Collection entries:
⟨

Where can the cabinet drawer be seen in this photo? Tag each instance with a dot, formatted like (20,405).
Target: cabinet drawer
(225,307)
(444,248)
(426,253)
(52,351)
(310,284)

⟩

» Task description: Copy the data above word for word, with every line in its original order.

» Reply to the task:
Where can the cabinet drawer be seen in this photo? Tag each instance with a dot, formatted like (20,405).
Target: cabinet drawer
(225,307)
(444,248)
(426,253)
(52,351)
(310,284)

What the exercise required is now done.